What you return should match the data below exactly, with every entry reproduced.

(Beginning of ENTRIES SHOWN)

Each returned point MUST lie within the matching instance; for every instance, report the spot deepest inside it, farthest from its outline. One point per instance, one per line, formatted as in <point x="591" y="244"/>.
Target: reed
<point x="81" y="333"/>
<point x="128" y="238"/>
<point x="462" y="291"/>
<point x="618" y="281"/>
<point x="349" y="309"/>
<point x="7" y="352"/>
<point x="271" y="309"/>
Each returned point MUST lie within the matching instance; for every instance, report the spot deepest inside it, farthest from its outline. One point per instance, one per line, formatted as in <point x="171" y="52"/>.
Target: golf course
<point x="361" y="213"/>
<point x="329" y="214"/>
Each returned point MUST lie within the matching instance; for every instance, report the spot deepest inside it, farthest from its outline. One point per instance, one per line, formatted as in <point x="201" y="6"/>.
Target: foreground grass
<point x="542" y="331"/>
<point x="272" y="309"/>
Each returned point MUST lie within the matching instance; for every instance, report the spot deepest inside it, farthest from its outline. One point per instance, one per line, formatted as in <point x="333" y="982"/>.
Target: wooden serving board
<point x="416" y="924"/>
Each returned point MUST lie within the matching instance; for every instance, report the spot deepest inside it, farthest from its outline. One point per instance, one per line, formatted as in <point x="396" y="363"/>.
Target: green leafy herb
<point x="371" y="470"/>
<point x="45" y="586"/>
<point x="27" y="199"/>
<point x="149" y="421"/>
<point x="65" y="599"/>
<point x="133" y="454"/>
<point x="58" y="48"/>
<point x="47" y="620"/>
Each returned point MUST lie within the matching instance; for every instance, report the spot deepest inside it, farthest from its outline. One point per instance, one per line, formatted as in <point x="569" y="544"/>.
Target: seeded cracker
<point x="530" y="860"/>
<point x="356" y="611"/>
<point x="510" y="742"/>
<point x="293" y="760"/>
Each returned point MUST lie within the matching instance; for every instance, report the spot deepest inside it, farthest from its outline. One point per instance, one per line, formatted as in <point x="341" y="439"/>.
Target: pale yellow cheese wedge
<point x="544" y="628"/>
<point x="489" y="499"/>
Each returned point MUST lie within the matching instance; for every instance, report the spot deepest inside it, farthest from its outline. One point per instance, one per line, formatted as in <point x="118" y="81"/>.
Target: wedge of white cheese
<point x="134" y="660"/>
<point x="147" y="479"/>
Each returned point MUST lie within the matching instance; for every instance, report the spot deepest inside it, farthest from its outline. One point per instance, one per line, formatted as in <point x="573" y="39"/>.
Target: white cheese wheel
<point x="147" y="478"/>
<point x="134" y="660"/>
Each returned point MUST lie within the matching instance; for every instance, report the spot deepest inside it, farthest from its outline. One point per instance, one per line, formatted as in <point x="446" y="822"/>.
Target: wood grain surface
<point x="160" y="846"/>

(End of ENTRIES SHOWN)

_ANSWER SPACE_
Each returned point MUST lie within the matching instance; for every instance, report the spot deepest inside it, farthest from its outline. One point per instance, one per line, formatted as in <point x="591" y="244"/>.
Target: reed
<point x="81" y="333"/>
<point x="128" y="238"/>
<point x="462" y="291"/>
<point x="618" y="281"/>
<point x="349" y="309"/>
<point x="7" y="352"/>
<point x="271" y="309"/>
Each returned point MUST lie within the matching instance; for every instance, report the spot deepest inside it, farthest from its outline. One point per instance, one per line, formatted as in <point x="171" y="52"/>.
Target: golf course
<point x="361" y="213"/>
<point x="329" y="214"/>
Each returned point MUST lie within the matching instance; for every instance, report the spot deepest inside it, farthest from its outline. One point per instance, one per line, formatted as in <point x="201" y="6"/>.
Target: foreground grass
<point x="542" y="331"/>
<point x="272" y="309"/>
Each returned point MUST lie within the matching instance; for every instance, report the spot deepest inside it, farthest from its outline. One point per instance, one per line, formatted as in <point x="333" y="982"/>.
Target: wooden serving board
<point x="416" y="924"/>
Each returned point MUST lie within the matching instance; for every instance, report the spot deepest inside it, farthest from its outline. One point per instance, one per line, formatted as in <point x="396" y="363"/>.
Target: green leafy herb
<point x="371" y="470"/>
<point x="45" y="586"/>
<point x="27" y="199"/>
<point x="149" y="421"/>
<point x="65" y="599"/>
<point x="133" y="454"/>
<point x="58" y="48"/>
<point x="47" y="620"/>
Each returned point MUST lie within the matching instance; for every instance, report the spot deepest inside it, farthest from its outline. One point per instance, one per line, formatted as in <point x="569" y="544"/>.
Target: seeded cracker
<point x="530" y="860"/>
<point x="356" y="611"/>
<point x="510" y="742"/>
<point x="293" y="760"/>
Each returned point MUST lie within the matching instance; for every instance, report the spot deepest inside it, farthest from its outline. One point per instance, one per line, formatted as in <point x="341" y="439"/>.
Target: pale yellow cheese wedge
<point x="544" y="628"/>
<point x="489" y="499"/>
Each returned point MUST lie within the matching instance; for every instance, report the spot deepest inside it, farthest from its outline. One point per instance, one per line, formatted as in <point x="118" y="81"/>.
Target: wedge of white cheese
<point x="134" y="660"/>
<point x="147" y="479"/>
Each returned point MUST lie within the matching instance; for every instance, report the spot deepest inside it, farthest from its outline. One point per instance, one per line, formatted as in <point x="573" y="39"/>.
Target: white cheese wheel
<point x="147" y="478"/>
<point x="134" y="660"/>
Each returned point MUST lie within the matching instance; for every instance, report the spot deepest inside it, farthest from its outline. One point per instance, one per line, formatted as in <point x="446" y="822"/>.
Target: wood grain surface
<point x="160" y="846"/>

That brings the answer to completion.